* **Problem description**
Which lines in the items below contain the word "belt", matching case exactly? Find and copy each of them.

* **Region annotation entries**
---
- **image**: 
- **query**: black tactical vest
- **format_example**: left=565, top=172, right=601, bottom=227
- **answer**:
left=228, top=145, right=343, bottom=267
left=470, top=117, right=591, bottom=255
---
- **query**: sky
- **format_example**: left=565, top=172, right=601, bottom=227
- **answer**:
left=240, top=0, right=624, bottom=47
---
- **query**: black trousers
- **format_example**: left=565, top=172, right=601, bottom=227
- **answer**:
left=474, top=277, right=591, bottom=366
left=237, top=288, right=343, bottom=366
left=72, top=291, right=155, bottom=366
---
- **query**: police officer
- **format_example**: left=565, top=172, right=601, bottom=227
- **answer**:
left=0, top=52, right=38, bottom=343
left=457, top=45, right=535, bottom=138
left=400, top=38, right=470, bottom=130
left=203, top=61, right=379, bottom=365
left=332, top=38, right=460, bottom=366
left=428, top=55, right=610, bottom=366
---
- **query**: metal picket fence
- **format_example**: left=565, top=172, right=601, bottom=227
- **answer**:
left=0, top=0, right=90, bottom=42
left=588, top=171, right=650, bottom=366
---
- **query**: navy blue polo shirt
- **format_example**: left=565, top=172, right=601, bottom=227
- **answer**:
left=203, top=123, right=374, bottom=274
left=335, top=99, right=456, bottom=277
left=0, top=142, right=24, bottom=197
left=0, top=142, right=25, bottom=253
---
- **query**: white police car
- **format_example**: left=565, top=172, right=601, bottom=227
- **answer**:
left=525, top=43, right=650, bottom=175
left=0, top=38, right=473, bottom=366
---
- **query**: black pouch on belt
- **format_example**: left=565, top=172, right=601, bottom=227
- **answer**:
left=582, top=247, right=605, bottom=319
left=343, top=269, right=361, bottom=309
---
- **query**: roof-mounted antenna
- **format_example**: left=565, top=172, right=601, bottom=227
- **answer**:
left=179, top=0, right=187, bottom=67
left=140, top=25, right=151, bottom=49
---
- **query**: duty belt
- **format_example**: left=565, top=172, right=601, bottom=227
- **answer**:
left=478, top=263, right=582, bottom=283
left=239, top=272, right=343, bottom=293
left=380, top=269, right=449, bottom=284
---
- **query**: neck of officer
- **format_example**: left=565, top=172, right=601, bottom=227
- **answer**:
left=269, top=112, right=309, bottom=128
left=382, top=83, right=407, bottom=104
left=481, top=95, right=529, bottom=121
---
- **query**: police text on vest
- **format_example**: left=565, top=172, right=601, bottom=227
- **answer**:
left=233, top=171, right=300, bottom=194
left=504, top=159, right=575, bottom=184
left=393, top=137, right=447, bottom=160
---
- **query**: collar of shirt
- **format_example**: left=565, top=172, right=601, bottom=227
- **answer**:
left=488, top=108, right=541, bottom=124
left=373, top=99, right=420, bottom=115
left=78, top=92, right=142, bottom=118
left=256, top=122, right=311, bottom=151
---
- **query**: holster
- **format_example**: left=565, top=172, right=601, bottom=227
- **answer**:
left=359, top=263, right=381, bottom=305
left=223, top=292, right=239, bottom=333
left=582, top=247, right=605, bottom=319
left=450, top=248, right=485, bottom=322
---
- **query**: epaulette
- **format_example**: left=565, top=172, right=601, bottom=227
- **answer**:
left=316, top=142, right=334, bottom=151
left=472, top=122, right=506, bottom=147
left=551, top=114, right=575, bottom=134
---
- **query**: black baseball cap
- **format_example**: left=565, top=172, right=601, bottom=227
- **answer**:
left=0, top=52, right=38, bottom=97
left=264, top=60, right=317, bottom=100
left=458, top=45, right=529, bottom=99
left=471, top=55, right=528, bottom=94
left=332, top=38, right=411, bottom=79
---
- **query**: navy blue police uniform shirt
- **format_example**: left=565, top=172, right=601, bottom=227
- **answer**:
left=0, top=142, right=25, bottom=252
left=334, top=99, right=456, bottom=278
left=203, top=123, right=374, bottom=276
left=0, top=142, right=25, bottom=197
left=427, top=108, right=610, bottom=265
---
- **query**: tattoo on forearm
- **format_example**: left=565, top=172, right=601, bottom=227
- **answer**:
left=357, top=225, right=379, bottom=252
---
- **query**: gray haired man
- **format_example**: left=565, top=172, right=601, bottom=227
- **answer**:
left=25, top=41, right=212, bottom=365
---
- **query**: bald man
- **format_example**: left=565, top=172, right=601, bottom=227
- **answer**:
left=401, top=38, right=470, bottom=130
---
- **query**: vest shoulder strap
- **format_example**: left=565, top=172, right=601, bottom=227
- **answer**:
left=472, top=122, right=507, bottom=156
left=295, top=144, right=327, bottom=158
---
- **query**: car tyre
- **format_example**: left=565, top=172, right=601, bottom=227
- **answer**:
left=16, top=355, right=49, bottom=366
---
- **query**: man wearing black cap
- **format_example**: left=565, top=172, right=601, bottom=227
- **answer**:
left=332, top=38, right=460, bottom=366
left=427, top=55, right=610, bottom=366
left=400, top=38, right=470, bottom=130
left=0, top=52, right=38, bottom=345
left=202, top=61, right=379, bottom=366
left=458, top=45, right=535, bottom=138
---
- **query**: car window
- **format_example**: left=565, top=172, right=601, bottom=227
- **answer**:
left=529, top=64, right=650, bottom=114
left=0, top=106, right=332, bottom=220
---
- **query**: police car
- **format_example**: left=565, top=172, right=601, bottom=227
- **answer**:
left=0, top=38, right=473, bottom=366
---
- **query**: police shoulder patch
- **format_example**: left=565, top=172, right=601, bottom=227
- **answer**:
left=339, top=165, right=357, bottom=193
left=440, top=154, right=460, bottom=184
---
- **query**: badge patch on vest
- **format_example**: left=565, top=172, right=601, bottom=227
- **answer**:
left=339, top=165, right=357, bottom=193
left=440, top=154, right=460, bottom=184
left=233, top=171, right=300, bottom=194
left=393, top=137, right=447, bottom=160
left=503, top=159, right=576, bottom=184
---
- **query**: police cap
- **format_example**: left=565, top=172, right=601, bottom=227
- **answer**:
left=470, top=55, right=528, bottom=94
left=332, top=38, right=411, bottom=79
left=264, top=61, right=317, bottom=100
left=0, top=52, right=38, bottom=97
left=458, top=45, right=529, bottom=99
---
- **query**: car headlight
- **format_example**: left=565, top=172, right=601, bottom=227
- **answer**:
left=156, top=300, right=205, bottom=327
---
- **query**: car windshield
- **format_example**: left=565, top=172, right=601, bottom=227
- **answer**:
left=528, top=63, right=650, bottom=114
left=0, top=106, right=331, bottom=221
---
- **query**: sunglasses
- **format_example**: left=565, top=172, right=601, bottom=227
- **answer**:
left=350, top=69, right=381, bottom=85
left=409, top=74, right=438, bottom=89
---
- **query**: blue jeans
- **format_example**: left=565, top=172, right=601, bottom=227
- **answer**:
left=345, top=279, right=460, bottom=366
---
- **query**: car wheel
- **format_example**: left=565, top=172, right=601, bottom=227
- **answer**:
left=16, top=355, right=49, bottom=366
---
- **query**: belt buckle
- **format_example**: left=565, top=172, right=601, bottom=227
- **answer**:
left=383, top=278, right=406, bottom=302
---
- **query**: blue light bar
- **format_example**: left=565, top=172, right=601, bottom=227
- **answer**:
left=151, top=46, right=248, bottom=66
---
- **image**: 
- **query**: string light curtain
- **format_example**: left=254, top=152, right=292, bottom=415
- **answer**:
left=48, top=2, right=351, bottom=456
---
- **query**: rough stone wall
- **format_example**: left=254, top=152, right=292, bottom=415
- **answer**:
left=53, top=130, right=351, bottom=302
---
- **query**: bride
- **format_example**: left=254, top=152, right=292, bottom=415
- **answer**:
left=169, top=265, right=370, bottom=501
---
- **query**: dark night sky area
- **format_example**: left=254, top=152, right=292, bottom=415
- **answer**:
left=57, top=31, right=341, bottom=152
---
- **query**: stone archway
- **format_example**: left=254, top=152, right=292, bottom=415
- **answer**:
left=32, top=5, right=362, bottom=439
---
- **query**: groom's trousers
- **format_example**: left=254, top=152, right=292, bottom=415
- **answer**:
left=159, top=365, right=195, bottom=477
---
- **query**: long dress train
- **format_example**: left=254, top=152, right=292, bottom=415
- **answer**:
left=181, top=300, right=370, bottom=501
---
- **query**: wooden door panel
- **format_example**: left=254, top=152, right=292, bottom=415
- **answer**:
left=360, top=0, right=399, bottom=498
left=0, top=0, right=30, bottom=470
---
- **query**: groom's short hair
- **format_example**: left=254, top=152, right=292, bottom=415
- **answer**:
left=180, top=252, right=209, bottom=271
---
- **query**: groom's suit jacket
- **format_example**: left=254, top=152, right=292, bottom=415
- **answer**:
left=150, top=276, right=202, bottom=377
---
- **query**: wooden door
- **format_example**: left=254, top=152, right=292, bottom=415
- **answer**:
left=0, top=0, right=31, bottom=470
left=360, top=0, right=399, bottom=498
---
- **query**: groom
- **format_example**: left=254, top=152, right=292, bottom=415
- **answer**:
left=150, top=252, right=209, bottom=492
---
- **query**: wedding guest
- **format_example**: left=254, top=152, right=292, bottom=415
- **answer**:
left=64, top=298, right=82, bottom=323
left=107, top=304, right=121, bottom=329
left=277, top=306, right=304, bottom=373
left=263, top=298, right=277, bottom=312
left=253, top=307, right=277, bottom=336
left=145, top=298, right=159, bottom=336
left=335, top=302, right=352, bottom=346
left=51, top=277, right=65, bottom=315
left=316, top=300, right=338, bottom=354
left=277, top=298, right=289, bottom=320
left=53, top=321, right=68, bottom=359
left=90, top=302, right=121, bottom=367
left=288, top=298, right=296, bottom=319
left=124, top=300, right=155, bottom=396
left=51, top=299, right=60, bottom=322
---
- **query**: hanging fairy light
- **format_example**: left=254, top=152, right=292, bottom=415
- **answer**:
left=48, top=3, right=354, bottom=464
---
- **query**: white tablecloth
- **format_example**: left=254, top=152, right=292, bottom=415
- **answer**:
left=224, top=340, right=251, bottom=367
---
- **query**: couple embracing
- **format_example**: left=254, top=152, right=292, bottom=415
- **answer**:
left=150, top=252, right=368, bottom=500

* **The response**
- **query**: black pouch on belt
- **query**: duty belt
- **query**: belt buckle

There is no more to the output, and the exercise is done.